Raw records
>> START

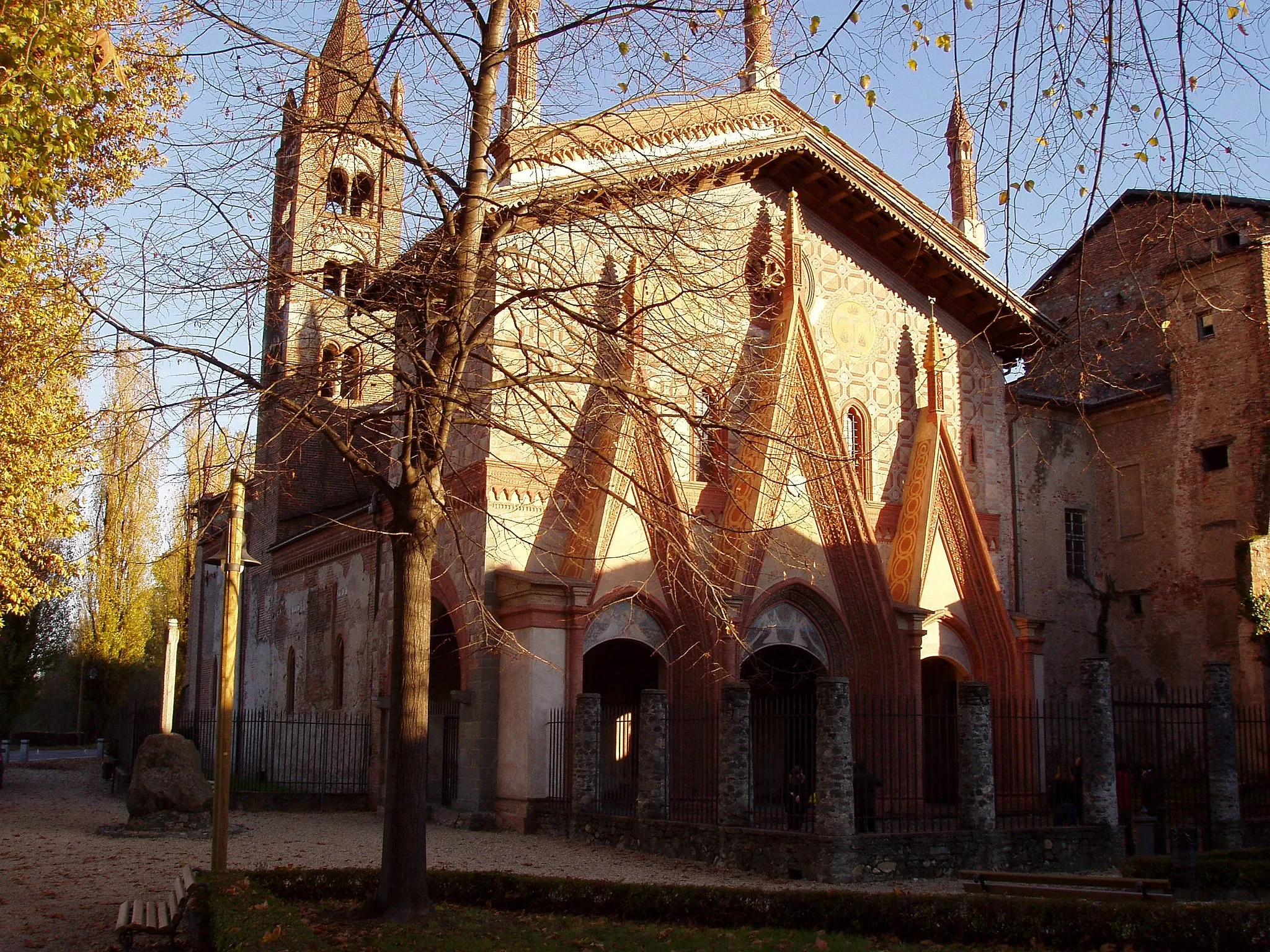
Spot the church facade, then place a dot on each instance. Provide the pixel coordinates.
(828, 491)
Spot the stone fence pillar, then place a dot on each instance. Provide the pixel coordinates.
(1098, 753)
(586, 754)
(734, 757)
(651, 800)
(1223, 759)
(977, 788)
(835, 765)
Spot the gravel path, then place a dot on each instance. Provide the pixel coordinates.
(61, 883)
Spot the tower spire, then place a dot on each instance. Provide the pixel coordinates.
(933, 361)
(760, 73)
(963, 179)
(522, 66)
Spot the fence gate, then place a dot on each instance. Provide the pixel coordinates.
(1161, 758)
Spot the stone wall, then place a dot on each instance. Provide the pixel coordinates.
(868, 857)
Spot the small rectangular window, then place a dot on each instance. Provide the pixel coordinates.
(1073, 534)
(1129, 495)
(1214, 457)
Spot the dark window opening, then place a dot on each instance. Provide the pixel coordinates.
(337, 191)
(329, 369)
(1073, 540)
(351, 374)
(362, 195)
(1214, 457)
(337, 662)
(333, 278)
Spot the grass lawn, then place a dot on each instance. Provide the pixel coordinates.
(251, 918)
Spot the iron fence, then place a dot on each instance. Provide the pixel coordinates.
(906, 754)
(561, 756)
(1161, 749)
(1037, 749)
(619, 760)
(443, 753)
(314, 753)
(1253, 736)
(694, 754)
(783, 751)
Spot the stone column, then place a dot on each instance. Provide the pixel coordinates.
(835, 764)
(977, 788)
(1098, 753)
(1223, 763)
(734, 764)
(586, 754)
(652, 800)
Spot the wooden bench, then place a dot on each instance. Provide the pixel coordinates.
(148, 918)
(1106, 889)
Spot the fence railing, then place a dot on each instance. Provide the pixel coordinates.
(561, 756)
(694, 762)
(1161, 749)
(1037, 751)
(1253, 738)
(314, 753)
(783, 753)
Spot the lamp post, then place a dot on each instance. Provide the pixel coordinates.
(233, 562)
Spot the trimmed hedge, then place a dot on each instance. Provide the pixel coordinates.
(1060, 923)
(1217, 871)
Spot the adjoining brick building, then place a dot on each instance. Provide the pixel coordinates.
(1142, 443)
(871, 539)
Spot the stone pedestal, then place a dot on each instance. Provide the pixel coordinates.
(735, 776)
(1098, 754)
(977, 788)
(1223, 767)
(652, 798)
(835, 764)
(586, 754)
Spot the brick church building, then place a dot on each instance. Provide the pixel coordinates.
(858, 517)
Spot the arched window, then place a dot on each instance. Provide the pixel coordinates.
(329, 369)
(351, 374)
(337, 662)
(362, 195)
(856, 436)
(291, 681)
(337, 191)
(333, 278)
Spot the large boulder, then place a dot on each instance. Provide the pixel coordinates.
(168, 776)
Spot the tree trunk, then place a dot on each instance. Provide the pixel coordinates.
(403, 890)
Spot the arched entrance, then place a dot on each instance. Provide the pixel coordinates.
(940, 677)
(623, 655)
(785, 656)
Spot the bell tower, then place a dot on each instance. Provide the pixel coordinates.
(337, 221)
(963, 179)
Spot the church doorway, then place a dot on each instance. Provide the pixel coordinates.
(783, 730)
(940, 677)
(618, 671)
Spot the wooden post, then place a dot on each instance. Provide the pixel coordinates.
(169, 678)
(233, 569)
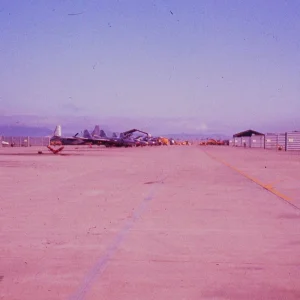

>> END

Written instruction
Scale the entries above, starting at the beginning of the entries and ending at the line that contains "(1217, 871)", and write out every line again, requests included. Multiply each pixel coordinate in the answers by 0.85, round to whole numbers with halves going up, and leave the pictures out.

Solution for this problem
Spot the church facade, then place a dot on each instance. Provide the pixel coordinates.
(704, 417)
Spot the stone fence pillar, then place a dot on each instance. Provide the pixel coordinates.
(933, 640)
(498, 641)
(624, 643)
(553, 680)
(1040, 645)
(830, 670)
(710, 650)
Spot the gravel path, then place a dot on each instance. Provide the pixel coordinates.
(52, 751)
Spot the tower spire, then place a dot on each instance. Provide the pixel coordinates.
(793, 307)
(646, 62)
(819, 152)
(444, 56)
Spot the fence gate, then place a dot on each instance. Provide the pixel coordinates.
(987, 644)
Spot the stone wall, then place a dot on each instance. Provide the pixel coordinates.
(738, 728)
Spot the small rectangular window, then place a dot on each instance. Provide the pixel coordinates.
(912, 454)
(960, 421)
(1032, 388)
Spot the dark window opening, then place a dot on each instance. Provide the pixel coordinates.
(286, 162)
(280, 314)
(912, 459)
(298, 318)
(308, 166)
(1032, 388)
(286, 563)
(283, 236)
Spot the grass lawn, then place a dot on each instance. Provide the pixel coordinates.
(213, 780)
Spot the iron fence, then place a dot on each instance. Provide the pixel coordinates.
(770, 641)
(477, 643)
(987, 637)
(881, 637)
(526, 646)
(377, 640)
(267, 640)
(1065, 626)
(590, 641)
(666, 638)
Spot the stone column, then place a dot on each instance. Provide the pixel coordinates.
(710, 649)
(830, 670)
(933, 640)
(1040, 649)
(624, 649)
(498, 641)
(554, 680)
Spot the wooden bench, then place a dot on each instance. Provide the pixel coordinates.
(126, 780)
(940, 756)
Spot the fence railing, then place a dot on each instance. Provide the pixel coordinates.
(477, 643)
(590, 648)
(987, 637)
(881, 638)
(1065, 627)
(267, 640)
(666, 640)
Spot the lamp post, then place a dot on each instance. Provide the pixel coordinates.
(198, 478)
Spot the trimmed hedge, then place a dot on each instance. Provide the pixel coordinates.
(901, 785)
(1034, 740)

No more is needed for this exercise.